__OBJECTIVE__
Reproduce word for word the part of the records that begins with the line containing "--target player's shoulder" and ends with the line containing "Give the mask of every instance of the player's", including both of those lines.

# # # # #

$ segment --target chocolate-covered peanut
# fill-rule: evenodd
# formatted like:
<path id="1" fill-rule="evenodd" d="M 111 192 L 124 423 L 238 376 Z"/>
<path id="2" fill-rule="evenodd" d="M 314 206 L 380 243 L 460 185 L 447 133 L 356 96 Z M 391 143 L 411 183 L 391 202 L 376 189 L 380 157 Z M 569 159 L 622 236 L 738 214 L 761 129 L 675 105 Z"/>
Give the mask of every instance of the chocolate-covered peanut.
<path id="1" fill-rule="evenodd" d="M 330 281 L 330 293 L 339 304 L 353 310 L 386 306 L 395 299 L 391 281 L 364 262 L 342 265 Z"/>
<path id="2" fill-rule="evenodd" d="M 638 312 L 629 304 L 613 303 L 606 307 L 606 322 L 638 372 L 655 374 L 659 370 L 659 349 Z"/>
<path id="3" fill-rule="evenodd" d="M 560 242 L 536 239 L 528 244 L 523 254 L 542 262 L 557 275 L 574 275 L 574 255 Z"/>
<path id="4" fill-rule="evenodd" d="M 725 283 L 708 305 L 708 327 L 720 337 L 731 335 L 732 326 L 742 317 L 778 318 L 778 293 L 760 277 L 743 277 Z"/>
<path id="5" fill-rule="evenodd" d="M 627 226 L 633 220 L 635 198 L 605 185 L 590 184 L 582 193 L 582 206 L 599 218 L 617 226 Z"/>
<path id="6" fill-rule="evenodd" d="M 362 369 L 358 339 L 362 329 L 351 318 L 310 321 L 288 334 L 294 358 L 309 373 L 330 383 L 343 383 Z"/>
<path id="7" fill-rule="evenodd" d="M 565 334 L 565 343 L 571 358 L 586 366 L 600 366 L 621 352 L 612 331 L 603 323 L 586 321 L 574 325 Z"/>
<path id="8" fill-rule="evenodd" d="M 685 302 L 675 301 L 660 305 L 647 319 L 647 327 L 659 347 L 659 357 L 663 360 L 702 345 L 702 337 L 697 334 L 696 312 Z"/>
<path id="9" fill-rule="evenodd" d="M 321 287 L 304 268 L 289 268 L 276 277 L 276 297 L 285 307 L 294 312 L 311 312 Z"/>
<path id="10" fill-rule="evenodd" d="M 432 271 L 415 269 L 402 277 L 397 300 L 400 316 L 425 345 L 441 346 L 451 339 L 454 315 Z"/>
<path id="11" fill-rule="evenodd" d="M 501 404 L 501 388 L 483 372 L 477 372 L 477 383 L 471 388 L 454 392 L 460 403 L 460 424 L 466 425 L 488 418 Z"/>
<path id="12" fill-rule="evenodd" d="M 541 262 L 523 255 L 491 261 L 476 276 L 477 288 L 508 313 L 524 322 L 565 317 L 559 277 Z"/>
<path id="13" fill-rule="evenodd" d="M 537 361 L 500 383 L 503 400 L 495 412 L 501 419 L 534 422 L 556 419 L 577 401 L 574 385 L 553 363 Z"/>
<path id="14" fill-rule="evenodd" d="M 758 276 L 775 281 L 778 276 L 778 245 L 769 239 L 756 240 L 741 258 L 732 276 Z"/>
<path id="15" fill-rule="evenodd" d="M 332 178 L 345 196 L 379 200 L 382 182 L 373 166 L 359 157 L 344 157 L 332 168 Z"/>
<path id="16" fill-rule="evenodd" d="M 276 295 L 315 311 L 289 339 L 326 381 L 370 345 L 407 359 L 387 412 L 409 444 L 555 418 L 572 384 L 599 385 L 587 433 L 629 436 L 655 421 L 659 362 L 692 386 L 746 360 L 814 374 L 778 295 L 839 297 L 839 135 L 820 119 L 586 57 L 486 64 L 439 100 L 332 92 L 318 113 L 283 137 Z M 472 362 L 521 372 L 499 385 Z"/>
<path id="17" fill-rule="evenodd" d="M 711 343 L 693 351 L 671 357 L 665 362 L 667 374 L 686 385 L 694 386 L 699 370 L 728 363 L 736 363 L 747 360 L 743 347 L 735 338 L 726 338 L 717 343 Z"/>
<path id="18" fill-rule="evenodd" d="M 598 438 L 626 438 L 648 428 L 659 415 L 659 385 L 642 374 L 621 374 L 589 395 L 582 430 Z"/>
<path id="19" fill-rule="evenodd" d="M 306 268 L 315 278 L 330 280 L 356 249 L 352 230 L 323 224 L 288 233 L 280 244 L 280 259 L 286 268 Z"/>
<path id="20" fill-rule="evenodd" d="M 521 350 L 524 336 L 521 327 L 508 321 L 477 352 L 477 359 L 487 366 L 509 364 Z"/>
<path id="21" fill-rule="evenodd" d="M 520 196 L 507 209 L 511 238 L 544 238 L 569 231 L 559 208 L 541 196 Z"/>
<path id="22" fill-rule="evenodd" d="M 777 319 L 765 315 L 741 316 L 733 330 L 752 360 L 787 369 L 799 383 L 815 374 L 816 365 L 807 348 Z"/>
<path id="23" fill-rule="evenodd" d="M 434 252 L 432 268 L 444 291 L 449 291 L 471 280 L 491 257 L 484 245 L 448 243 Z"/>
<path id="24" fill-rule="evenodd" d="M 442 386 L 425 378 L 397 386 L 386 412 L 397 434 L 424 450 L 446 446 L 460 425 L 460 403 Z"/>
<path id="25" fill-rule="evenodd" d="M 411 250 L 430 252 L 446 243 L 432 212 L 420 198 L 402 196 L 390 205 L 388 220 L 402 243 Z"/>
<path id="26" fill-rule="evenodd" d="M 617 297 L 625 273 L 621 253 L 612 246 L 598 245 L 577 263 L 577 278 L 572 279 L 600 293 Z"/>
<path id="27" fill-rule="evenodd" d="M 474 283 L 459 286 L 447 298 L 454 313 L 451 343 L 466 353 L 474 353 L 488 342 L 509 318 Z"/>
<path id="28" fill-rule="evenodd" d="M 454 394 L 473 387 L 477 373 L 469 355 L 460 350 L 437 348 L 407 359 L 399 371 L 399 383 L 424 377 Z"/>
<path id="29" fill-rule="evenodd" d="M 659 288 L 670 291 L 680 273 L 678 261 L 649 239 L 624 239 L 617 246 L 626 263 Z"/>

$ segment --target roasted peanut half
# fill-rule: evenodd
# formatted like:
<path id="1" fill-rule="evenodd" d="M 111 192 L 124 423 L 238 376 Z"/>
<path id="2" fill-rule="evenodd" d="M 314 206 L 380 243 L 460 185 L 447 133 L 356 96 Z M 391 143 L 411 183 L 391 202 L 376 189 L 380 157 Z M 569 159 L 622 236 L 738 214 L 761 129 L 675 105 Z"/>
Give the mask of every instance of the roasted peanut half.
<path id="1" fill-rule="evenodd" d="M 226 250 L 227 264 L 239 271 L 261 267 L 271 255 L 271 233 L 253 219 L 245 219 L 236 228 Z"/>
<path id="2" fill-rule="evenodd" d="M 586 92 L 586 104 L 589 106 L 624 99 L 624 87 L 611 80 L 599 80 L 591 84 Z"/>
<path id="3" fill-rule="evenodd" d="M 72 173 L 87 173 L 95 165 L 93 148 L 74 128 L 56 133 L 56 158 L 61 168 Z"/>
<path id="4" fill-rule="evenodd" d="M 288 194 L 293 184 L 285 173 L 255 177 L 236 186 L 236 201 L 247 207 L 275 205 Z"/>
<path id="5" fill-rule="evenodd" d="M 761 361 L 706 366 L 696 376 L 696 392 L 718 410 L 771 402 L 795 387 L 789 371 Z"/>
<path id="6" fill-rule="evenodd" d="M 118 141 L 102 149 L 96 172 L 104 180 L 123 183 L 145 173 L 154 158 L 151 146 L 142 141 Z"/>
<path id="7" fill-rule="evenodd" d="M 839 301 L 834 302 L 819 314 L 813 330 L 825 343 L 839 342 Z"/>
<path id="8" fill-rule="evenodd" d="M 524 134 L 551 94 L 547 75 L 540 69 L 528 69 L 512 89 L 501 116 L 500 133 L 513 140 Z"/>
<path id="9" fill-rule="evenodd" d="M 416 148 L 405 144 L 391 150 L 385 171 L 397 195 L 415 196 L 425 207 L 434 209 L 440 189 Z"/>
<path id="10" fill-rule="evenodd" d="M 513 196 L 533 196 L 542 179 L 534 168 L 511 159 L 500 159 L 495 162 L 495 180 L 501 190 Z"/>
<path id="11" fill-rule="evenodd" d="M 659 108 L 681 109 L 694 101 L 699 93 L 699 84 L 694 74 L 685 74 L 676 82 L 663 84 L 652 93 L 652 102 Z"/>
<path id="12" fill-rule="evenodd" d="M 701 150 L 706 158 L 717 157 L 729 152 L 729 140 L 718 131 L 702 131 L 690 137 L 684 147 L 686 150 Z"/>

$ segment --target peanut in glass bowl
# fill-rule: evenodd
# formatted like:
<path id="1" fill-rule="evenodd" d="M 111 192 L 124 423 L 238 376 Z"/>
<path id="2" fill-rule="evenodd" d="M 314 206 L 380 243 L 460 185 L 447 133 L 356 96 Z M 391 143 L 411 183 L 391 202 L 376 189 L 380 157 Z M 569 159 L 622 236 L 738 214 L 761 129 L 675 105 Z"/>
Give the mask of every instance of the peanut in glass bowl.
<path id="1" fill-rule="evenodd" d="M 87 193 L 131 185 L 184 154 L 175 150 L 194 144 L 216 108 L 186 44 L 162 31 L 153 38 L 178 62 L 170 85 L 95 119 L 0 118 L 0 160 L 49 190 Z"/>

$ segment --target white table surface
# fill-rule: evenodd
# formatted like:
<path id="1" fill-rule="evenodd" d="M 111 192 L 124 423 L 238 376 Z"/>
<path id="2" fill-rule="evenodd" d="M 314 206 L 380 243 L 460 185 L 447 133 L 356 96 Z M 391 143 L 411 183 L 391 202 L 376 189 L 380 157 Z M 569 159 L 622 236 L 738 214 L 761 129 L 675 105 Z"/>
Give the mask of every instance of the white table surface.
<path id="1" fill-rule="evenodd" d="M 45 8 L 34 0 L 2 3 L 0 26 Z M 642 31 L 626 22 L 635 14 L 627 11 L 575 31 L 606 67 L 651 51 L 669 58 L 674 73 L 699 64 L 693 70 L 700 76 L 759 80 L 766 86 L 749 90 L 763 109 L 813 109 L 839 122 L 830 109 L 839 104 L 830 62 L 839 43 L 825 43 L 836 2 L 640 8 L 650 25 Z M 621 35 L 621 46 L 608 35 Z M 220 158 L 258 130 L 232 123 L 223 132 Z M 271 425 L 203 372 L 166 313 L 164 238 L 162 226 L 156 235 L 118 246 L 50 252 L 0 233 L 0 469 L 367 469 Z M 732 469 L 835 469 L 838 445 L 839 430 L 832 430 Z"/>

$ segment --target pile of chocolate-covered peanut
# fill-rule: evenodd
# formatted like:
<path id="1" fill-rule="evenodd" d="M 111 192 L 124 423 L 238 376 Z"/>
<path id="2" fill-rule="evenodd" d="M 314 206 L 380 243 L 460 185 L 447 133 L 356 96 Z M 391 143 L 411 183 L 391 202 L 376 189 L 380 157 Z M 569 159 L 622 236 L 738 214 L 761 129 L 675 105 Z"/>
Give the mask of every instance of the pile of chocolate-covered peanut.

# # # # #

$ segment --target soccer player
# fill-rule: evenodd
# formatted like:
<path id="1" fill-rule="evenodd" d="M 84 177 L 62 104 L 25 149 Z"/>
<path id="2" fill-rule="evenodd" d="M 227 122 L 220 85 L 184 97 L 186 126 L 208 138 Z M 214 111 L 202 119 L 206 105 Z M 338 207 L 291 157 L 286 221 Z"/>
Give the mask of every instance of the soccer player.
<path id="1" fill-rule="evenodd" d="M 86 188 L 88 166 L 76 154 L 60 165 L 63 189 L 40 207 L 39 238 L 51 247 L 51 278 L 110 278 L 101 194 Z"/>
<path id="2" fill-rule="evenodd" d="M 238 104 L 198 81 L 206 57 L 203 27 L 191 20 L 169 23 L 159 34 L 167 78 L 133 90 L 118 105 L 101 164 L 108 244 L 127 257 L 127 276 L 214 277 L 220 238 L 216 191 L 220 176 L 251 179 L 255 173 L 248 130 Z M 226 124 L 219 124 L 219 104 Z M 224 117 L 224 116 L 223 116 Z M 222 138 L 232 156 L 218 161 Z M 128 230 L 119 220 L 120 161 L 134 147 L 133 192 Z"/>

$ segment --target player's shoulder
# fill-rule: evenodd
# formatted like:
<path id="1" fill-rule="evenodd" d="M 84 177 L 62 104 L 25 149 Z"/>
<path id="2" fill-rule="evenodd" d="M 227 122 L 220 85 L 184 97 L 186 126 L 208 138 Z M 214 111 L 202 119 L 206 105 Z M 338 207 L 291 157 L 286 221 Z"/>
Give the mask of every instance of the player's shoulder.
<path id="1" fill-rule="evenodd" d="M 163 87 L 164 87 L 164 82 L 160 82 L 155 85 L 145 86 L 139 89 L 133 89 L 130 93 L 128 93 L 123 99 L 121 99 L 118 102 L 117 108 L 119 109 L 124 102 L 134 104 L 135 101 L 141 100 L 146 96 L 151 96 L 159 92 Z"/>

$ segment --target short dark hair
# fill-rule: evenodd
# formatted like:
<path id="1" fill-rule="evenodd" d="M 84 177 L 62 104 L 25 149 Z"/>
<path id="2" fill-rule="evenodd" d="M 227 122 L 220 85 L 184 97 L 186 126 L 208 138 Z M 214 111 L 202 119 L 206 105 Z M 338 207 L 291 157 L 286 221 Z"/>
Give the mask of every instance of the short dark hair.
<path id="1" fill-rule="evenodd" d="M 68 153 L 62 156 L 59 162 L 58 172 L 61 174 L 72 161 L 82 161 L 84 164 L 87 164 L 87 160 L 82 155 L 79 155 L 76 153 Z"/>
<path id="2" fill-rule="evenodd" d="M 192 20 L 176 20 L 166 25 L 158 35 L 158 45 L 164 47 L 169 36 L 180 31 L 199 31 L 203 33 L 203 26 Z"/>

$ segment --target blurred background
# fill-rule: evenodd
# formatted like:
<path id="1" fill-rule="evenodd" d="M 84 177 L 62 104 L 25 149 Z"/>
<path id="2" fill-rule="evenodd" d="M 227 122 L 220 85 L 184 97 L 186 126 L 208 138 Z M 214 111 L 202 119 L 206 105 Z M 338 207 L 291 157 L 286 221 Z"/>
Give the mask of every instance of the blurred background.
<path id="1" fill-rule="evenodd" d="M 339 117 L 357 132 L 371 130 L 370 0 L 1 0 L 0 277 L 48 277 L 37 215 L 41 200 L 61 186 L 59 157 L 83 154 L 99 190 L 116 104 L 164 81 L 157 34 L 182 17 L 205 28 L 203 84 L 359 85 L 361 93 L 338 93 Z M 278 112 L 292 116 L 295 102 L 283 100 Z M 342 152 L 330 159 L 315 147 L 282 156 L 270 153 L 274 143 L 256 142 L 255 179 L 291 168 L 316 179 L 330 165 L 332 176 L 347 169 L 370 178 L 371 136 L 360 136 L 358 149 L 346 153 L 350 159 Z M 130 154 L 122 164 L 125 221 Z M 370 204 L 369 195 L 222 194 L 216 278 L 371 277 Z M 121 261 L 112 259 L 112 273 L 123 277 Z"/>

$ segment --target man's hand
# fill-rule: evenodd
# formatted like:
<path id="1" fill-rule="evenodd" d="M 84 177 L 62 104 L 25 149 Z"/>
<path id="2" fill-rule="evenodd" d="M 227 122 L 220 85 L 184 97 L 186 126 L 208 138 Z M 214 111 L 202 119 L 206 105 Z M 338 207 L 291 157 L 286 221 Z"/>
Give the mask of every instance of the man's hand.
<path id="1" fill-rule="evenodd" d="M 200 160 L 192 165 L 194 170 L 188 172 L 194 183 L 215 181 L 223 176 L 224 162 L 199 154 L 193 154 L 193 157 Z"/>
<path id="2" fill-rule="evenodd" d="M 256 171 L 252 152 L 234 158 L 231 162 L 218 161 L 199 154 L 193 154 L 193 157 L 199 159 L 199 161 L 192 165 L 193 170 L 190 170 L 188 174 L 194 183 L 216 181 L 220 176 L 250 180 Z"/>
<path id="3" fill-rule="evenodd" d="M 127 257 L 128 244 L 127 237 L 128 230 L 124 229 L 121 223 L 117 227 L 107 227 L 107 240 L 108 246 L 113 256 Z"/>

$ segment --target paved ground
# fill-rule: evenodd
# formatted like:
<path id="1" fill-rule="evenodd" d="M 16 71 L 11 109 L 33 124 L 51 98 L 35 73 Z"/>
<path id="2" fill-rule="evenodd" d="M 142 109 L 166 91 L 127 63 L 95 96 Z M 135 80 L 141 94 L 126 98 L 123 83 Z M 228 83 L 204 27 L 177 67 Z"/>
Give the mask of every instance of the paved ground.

# # # # #

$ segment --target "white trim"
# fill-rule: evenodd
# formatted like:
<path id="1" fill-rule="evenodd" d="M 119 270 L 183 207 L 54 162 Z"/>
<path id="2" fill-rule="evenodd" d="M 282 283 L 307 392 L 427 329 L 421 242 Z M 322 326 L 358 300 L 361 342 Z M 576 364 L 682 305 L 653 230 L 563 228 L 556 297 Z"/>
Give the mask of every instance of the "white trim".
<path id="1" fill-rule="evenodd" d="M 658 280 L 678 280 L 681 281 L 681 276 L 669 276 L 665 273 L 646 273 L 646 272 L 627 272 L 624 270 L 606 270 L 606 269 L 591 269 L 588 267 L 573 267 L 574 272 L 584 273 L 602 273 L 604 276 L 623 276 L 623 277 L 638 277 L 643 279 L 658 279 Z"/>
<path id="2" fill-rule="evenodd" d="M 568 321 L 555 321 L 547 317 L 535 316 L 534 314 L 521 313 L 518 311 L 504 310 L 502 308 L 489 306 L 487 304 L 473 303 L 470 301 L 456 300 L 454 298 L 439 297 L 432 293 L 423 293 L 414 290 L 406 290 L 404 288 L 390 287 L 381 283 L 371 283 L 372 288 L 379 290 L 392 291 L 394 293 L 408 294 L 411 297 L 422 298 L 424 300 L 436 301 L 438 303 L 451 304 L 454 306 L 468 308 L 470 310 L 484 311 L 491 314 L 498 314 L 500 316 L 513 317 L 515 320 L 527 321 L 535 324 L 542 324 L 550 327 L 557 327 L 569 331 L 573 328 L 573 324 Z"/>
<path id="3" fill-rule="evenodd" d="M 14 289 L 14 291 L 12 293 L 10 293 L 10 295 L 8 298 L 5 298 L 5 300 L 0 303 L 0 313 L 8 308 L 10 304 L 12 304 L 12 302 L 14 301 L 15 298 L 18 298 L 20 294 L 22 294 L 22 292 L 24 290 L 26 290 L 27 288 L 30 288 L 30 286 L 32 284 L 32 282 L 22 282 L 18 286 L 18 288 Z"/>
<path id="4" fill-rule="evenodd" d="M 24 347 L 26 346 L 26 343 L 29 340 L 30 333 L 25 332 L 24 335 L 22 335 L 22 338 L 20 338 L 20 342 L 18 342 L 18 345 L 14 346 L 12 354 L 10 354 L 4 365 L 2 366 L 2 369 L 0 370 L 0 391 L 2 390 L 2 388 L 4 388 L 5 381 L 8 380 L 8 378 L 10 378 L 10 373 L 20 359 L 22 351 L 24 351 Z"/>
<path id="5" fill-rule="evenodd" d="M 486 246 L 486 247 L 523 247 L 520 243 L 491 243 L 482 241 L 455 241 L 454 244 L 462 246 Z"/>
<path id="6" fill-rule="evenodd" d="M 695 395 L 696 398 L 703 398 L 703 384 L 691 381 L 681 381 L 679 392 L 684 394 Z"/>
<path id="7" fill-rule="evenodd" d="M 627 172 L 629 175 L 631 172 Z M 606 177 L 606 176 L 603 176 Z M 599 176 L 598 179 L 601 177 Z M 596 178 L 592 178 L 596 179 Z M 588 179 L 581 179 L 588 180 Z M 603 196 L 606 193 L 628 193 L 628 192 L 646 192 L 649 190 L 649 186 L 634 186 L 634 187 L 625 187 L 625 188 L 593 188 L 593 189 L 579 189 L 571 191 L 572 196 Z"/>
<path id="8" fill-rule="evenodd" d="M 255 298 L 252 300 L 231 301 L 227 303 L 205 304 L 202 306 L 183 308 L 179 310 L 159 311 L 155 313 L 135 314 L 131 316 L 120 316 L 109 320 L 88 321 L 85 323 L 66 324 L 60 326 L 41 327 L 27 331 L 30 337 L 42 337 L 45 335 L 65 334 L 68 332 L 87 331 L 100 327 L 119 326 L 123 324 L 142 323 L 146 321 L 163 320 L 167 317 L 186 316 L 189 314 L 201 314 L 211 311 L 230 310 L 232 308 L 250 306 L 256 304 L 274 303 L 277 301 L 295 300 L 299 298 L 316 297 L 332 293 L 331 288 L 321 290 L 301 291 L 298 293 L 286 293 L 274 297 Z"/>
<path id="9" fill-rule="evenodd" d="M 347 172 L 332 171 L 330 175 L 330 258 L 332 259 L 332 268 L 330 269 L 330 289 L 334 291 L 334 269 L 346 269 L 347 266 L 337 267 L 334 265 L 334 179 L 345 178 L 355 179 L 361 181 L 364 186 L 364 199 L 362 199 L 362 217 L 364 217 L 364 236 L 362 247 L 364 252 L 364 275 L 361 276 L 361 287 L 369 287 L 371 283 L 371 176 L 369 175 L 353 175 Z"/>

# # # # #

__OUTPUT__
$ segment --target player's shoulder
# fill-rule: evenodd
# formatted like:
<path id="1" fill-rule="evenodd" d="M 84 177 L 62 104 L 25 149 Z"/>
<path id="2" fill-rule="evenodd" d="M 227 122 L 220 85 L 184 97 L 186 126 L 208 138 Z M 214 111 L 202 119 L 206 105 Z M 338 207 L 291 157 L 286 221 Z"/>
Give the mask of every instance of the player's shoulder.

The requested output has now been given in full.